Data shown Block Start

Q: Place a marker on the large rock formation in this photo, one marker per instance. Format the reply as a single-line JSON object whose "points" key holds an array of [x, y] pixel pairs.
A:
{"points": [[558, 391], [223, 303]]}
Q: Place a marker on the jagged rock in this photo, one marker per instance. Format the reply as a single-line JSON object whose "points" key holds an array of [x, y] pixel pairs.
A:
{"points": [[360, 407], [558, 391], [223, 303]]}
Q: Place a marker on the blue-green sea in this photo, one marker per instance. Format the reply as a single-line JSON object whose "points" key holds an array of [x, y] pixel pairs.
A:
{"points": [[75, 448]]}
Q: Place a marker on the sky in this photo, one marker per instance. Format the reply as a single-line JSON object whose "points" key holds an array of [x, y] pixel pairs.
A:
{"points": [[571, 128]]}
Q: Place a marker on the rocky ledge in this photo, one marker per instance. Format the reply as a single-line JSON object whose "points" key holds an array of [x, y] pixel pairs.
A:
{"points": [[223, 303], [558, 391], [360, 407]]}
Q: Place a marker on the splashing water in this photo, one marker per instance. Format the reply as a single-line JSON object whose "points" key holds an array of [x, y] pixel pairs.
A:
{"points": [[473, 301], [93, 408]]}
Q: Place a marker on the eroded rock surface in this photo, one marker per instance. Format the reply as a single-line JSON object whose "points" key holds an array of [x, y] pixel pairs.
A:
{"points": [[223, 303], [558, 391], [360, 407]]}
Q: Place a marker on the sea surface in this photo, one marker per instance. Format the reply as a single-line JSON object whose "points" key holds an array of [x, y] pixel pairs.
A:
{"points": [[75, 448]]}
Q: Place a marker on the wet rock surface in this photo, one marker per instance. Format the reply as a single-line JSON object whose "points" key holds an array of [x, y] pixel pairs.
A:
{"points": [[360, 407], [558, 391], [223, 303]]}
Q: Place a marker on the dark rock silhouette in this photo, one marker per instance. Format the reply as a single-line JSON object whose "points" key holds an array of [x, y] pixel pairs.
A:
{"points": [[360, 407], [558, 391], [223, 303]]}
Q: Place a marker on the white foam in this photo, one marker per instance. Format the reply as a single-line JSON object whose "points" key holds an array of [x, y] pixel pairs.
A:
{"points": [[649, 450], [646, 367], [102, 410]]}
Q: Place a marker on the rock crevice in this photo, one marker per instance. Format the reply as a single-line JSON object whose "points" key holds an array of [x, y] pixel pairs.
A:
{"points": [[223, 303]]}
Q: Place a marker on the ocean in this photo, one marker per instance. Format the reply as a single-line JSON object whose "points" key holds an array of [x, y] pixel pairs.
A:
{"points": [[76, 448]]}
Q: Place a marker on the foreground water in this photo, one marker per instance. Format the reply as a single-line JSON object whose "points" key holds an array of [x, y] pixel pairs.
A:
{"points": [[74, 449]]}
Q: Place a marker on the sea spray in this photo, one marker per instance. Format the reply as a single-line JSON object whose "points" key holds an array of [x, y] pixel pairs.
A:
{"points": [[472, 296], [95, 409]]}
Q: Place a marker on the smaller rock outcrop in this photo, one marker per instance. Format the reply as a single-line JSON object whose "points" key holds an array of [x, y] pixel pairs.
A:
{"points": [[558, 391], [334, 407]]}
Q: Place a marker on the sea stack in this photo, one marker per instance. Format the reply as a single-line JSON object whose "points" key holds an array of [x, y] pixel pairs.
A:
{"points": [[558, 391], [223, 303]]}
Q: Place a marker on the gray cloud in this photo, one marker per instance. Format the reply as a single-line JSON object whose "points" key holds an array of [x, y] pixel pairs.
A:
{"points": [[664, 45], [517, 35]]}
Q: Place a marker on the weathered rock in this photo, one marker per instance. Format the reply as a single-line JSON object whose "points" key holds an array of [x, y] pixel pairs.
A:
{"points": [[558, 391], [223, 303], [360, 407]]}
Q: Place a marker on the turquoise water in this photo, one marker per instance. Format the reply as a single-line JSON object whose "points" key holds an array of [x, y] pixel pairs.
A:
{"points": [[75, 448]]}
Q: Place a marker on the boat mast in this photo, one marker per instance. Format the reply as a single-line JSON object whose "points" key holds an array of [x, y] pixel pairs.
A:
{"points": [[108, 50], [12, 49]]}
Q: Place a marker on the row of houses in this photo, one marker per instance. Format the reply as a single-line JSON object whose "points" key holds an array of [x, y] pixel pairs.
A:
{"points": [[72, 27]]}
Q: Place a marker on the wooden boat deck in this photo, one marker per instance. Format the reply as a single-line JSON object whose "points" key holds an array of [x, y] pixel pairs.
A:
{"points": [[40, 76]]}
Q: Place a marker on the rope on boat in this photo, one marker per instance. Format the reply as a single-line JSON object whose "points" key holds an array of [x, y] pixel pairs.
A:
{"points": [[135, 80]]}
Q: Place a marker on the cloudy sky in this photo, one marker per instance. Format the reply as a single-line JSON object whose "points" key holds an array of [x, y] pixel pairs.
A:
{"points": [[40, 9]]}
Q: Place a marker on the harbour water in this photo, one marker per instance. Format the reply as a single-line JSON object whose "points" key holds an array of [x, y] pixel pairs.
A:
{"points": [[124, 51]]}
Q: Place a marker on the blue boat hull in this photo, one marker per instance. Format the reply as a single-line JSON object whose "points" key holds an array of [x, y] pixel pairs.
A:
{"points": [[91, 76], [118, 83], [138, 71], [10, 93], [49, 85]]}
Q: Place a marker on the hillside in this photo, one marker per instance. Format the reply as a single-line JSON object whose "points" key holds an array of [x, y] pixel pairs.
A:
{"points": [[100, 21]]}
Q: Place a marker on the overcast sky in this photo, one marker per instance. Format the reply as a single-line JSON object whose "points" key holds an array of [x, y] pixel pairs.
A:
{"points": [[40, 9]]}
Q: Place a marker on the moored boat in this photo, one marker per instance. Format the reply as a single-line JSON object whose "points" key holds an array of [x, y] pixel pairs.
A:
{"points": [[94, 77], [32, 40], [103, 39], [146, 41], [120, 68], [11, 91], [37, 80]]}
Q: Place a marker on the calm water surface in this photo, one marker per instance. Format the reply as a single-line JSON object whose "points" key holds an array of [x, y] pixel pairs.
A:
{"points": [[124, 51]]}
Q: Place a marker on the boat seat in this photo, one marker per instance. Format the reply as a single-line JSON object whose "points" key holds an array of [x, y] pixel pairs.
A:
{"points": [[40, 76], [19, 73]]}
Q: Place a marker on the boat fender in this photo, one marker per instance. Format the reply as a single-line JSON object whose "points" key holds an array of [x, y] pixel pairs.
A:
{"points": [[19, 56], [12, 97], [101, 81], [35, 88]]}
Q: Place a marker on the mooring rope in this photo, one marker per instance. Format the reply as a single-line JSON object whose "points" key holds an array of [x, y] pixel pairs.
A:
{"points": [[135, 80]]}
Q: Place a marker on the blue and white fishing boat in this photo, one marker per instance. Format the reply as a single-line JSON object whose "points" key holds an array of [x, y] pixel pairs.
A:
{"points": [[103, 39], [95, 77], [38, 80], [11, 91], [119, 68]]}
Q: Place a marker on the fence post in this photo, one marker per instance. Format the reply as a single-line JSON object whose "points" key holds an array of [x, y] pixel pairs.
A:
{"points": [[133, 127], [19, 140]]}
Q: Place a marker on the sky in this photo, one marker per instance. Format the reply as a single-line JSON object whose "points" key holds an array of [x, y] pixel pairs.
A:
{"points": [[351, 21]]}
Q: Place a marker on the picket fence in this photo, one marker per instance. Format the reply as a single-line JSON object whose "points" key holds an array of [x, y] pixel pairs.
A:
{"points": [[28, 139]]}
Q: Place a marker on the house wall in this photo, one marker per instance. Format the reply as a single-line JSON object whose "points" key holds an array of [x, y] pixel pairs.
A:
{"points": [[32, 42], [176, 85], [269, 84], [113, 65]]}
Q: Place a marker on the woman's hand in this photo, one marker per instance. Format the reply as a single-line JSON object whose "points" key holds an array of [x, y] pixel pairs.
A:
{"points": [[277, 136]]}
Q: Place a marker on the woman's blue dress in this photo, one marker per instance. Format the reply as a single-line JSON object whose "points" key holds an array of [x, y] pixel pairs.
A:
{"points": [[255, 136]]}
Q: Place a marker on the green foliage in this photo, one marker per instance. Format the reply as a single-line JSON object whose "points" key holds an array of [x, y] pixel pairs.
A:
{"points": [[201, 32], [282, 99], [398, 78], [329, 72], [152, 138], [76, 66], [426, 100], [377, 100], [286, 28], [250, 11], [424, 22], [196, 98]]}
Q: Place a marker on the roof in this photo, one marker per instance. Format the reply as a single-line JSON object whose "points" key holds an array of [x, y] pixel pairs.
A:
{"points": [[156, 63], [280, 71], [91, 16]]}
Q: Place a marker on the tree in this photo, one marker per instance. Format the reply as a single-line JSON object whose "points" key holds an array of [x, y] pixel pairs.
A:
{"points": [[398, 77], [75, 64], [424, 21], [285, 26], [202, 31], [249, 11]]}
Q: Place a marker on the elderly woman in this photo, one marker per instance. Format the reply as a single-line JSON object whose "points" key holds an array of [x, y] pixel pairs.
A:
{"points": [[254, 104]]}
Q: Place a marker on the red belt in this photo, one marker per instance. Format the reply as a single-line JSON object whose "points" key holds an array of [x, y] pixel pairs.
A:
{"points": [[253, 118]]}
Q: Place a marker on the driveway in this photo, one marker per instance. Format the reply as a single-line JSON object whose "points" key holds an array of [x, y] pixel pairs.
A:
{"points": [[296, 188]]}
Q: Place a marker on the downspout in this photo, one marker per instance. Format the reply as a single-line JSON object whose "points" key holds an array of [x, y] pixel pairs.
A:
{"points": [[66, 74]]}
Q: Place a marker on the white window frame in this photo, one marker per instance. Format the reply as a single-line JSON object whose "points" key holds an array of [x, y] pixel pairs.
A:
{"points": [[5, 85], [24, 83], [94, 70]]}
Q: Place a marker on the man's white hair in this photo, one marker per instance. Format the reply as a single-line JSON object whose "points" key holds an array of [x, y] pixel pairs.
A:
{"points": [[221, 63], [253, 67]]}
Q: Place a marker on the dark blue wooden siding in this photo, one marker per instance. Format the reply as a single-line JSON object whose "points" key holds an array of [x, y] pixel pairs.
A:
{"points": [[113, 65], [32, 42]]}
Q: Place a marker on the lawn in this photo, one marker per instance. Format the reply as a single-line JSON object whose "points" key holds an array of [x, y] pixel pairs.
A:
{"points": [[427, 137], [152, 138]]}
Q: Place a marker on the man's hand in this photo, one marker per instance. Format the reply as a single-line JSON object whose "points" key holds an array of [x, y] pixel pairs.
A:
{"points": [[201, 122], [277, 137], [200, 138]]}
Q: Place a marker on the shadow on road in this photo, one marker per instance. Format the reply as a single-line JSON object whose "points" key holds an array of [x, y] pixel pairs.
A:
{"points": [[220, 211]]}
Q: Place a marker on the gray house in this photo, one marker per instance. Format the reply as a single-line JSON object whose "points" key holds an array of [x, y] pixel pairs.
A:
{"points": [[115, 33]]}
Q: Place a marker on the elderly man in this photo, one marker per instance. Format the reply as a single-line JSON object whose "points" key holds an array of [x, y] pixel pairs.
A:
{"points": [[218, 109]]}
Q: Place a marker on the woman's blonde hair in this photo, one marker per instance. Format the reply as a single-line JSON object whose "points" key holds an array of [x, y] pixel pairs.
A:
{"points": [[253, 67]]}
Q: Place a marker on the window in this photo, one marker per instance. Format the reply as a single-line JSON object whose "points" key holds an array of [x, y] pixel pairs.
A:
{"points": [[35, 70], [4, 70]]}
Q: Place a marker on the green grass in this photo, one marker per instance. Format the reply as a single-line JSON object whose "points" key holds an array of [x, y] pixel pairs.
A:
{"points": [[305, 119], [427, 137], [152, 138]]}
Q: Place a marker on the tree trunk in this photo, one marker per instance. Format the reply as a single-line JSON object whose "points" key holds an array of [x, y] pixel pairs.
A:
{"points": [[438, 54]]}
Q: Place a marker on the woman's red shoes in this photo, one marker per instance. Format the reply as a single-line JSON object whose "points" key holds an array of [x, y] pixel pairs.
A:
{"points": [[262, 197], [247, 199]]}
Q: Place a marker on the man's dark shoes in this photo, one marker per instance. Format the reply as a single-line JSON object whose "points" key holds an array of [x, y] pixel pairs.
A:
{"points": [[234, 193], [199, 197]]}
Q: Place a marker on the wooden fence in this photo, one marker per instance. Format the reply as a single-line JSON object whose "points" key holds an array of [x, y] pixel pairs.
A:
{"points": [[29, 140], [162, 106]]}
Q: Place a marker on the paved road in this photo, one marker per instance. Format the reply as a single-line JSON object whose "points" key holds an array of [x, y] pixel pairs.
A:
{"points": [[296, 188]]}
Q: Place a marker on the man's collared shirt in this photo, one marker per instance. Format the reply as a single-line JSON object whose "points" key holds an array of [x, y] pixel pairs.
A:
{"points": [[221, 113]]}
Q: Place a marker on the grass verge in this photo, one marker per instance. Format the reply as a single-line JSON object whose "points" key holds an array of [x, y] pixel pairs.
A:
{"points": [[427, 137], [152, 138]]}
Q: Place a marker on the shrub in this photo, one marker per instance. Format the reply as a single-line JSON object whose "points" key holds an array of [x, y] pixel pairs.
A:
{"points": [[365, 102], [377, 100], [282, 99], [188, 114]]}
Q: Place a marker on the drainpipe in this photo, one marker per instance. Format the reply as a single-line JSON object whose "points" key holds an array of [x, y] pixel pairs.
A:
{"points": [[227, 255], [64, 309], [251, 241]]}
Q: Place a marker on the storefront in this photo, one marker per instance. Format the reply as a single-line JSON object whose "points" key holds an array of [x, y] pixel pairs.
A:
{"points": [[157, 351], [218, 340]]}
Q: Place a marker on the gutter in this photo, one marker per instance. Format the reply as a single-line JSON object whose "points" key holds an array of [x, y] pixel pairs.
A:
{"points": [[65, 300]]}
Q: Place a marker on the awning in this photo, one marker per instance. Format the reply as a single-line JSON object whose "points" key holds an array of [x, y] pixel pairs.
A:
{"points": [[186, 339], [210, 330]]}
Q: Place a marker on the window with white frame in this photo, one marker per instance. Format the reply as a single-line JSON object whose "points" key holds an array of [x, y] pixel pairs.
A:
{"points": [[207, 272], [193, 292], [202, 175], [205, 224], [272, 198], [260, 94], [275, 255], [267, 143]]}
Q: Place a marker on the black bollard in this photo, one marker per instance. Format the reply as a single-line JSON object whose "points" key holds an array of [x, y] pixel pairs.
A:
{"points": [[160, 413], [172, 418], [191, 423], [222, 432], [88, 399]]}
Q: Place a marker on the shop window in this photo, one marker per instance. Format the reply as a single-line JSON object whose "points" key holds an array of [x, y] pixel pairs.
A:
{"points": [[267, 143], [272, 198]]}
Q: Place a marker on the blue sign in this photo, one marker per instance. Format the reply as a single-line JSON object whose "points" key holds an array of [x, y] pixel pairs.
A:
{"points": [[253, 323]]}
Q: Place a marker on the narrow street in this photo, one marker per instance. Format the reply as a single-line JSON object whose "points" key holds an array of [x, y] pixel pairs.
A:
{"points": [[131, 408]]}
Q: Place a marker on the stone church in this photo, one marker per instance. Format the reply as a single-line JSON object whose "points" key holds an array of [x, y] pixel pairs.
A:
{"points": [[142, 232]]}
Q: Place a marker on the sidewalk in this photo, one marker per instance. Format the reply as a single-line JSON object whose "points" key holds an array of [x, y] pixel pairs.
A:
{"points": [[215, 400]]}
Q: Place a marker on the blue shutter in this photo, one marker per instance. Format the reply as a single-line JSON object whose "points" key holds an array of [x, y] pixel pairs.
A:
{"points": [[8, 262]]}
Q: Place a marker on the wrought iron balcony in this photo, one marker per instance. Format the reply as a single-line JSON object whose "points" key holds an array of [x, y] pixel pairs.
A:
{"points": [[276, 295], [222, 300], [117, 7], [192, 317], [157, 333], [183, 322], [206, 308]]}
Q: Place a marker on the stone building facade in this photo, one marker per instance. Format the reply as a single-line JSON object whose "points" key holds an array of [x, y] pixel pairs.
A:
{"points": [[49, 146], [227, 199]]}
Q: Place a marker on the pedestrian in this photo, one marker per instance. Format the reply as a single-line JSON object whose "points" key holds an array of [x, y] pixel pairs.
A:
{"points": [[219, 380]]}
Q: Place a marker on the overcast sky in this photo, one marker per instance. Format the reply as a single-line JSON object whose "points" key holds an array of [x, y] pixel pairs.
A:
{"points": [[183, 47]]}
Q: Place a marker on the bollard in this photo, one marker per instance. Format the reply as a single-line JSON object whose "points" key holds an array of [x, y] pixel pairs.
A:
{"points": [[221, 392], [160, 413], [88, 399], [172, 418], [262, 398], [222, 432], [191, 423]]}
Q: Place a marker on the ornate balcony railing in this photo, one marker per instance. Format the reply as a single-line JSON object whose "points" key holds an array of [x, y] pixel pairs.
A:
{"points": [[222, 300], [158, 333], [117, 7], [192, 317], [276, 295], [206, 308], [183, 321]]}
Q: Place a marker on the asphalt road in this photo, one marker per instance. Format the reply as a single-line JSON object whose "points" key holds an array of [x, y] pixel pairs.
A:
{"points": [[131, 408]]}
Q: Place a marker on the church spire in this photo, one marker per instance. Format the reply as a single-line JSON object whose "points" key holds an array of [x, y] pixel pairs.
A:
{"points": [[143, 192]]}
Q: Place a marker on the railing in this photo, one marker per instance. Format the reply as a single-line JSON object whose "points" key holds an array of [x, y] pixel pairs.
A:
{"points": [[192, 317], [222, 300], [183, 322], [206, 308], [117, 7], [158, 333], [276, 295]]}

Data shown Block End

# What you are asked to do:
If a line of the entries contains the string "railing", it counts; report how many such lines there are, as a bare number.

# Worked solution:
2